> _PROBLEM REQUIREMENTS_
Recast the stretch of data from the line containing "Could you give the outline of every instance of the stone" through the line containing "[[[227,74],[226,80],[230,80],[230,74],[231,73],[227,73]]]" as a Markdown table with the columns No. and Data line, skipping any blank lines.

# Start of RECORDS SHOWN

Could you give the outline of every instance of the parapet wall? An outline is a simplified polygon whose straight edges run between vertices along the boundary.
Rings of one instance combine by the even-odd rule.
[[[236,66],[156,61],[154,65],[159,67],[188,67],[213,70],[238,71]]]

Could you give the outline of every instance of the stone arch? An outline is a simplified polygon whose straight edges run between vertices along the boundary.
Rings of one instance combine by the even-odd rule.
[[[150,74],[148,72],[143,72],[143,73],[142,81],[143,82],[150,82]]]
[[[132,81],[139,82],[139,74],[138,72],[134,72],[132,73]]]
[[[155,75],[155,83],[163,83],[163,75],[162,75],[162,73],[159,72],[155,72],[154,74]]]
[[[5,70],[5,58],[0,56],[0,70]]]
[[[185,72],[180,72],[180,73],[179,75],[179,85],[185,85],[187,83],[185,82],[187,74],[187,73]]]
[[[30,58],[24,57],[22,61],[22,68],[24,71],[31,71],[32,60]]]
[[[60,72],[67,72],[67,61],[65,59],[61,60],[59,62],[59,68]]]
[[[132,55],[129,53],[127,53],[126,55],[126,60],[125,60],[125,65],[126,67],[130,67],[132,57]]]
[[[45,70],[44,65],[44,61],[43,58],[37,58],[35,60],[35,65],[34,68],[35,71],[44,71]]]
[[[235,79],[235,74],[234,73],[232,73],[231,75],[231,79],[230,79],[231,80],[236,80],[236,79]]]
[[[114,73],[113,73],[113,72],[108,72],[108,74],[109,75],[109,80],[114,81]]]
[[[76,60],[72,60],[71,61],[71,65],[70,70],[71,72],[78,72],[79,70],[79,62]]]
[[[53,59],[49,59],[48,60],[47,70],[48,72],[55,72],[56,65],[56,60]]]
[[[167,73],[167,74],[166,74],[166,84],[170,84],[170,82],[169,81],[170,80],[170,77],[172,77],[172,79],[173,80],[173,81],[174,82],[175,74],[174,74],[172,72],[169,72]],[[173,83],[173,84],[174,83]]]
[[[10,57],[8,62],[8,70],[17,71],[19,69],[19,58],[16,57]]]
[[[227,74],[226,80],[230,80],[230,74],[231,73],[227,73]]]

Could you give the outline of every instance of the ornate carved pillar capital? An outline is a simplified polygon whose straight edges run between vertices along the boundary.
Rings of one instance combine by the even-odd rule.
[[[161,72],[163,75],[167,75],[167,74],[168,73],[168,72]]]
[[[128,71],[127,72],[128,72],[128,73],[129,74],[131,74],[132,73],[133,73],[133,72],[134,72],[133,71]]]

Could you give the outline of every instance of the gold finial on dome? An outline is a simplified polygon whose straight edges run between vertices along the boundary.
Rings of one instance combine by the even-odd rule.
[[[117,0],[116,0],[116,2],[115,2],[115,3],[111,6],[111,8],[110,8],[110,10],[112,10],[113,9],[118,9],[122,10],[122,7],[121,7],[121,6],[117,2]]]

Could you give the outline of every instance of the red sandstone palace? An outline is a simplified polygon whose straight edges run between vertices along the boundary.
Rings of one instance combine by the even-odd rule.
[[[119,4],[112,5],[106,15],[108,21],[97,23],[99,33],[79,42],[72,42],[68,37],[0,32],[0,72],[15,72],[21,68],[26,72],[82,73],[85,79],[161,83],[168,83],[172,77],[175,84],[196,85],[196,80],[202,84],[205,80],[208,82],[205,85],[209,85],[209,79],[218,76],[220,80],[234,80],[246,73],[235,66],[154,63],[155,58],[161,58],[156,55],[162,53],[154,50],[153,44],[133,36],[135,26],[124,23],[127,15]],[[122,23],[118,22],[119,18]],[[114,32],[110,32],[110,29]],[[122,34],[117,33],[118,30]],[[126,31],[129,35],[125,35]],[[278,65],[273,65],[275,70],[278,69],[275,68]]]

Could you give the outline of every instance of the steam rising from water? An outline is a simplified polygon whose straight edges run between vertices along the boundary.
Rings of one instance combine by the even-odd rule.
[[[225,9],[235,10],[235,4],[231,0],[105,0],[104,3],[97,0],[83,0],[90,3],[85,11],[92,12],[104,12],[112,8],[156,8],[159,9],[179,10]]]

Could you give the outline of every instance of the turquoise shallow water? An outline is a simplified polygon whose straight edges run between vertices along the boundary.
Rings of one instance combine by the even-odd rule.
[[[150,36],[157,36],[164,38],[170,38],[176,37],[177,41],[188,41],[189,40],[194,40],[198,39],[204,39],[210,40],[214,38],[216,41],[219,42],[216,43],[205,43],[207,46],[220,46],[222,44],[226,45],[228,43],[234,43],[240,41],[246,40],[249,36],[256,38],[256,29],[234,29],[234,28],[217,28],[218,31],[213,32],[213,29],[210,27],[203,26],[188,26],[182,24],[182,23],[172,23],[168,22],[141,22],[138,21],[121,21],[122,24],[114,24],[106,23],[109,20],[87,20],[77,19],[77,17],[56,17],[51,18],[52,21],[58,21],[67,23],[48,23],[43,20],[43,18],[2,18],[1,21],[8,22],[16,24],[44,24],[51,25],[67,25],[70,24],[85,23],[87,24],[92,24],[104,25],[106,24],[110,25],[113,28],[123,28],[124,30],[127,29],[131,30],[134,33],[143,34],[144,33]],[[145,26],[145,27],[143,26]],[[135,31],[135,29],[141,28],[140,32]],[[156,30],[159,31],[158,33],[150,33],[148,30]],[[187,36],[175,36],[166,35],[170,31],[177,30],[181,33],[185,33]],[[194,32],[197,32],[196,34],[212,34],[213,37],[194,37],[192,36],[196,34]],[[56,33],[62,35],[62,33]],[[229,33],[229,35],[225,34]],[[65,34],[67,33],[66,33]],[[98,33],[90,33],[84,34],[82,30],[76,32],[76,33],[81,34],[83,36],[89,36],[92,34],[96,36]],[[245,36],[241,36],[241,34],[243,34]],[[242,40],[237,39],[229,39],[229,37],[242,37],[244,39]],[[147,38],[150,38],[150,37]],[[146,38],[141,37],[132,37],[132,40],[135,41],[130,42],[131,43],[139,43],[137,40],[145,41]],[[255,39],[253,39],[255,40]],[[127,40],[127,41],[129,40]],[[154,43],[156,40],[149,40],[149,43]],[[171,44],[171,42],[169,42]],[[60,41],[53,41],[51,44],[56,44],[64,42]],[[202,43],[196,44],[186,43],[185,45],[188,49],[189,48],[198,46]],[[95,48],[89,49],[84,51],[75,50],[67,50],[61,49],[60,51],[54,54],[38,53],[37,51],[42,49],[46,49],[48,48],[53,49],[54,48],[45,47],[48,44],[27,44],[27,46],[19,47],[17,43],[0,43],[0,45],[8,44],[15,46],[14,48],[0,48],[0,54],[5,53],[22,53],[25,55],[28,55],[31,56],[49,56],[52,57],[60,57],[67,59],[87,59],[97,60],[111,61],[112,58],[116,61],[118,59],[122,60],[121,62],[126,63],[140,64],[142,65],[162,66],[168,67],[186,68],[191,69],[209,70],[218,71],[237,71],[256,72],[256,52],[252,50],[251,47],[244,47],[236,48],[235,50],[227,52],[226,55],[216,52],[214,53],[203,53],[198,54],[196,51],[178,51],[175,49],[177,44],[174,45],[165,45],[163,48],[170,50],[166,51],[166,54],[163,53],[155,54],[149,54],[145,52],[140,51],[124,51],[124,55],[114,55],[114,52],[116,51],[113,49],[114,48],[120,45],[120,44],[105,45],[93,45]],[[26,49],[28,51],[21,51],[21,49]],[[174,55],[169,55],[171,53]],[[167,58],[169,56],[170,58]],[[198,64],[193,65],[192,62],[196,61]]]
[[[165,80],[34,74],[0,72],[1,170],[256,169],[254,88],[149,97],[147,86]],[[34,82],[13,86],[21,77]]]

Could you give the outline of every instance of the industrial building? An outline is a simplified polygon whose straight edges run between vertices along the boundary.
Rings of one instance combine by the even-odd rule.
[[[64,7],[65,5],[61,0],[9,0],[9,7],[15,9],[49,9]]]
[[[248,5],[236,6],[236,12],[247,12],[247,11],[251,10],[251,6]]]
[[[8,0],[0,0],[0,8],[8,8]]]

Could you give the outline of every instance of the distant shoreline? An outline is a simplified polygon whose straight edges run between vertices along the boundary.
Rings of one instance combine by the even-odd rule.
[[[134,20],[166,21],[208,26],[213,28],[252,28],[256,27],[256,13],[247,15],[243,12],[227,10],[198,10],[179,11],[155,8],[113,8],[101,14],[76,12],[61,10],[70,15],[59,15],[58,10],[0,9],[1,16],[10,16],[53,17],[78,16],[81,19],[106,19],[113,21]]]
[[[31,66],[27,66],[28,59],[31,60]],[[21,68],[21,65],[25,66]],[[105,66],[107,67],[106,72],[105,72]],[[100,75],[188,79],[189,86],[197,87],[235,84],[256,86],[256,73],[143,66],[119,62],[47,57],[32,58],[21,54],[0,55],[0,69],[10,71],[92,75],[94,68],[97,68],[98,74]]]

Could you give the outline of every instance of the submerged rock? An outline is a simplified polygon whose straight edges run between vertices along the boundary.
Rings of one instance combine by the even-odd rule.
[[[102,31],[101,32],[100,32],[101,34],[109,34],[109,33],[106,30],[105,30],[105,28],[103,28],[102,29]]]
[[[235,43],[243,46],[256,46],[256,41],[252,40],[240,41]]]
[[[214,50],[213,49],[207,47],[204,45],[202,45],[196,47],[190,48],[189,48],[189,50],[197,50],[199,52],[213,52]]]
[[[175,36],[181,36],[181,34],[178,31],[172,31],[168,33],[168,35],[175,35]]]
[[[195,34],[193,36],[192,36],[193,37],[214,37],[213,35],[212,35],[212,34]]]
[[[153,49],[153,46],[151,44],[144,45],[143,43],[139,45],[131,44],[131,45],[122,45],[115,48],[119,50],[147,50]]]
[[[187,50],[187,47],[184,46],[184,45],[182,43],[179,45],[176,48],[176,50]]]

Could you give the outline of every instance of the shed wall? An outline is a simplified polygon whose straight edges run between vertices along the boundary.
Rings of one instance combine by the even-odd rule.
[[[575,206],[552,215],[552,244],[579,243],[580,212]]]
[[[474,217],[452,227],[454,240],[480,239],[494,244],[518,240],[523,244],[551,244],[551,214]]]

# End of RECORDS SHOWN

> _EXERCISE RESPONSE_
| No. | Data line |
|---|---|
| 1 | Could you give the outline of every instance of the stone arch? An outline is a simplified polygon whose straight edges run between vertices along the boundary. |
| 2 | Rings of one instance combine by the even-odd rule. |
| 3 | [[[150,74],[148,72],[143,72],[143,73],[142,81],[143,82],[150,82]]] |
| 4 | [[[132,81],[139,82],[139,74],[138,72],[134,72],[132,73]]] |
| 5 | [[[155,75],[155,83],[163,83],[163,75],[162,75],[162,73],[159,72],[155,72],[154,74]]] |
| 6 | [[[5,70],[5,58],[0,56],[0,70]]] |
| 7 | [[[185,72],[180,72],[180,73],[179,75],[179,85],[185,85],[187,83],[185,82],[187,74],[187,73]]] |
| 8 | [[[30,58],[24,57],[22,61],[22,68],[24,71],[31,71],[32,60]]] |
| 9 | [[[60,72],[67,72],[67,61],[65,59],[61,60],[59,62],[59,68]]] |
| 10 | [[[132,55],[129,53],[127,53],[126,55],[126,60],[125,60],[125,65],[126,67],[130,67],[132,57]]] |
| 11 | [[[45,70],[44,65],[44,61],[43,58],[37,58],[35,60],[35,65],[34,68],[35,71],[44,71]]] |
| 12 | [[[235,79],[235,74],[234,73],[232,73],[231,75],[231,79],[230,79],[231,80],[236,80],[236,79]]] |
| 13 | [[[114,73],[113,73],[113,72],[108,72],[108,74],[109,75],[109,80],[114,81]]] |
| 14 | [[[76,60],[72,60],[71,61],[71,65],[70,70],[71,72],[78,72],[79,70],[79,62]]] |
| 15 | [[[53,59],[49,59],[48,60],[47,70],[48,72],[55,72],[56,65],[56,60]]] |
| 16 | [[[167,73],[167,74],[166,74],[166,84],[170,84],[170,82],[169,81],[170,80],[170,77],[172,77],[172,79],[173,80],[173,81],[174,82],[175,74],[174,74],[172,72],[169,72]],[[173,83],[173,84],[174,83]]] |
| 17 | [[[10,57],[8,62],[8,70],[17,71],[19,69],[19,58],[16,57]]] |
| 18 | [[[227,74],[226,80],[230,80],[230,74],[231,73],[227,73]]] |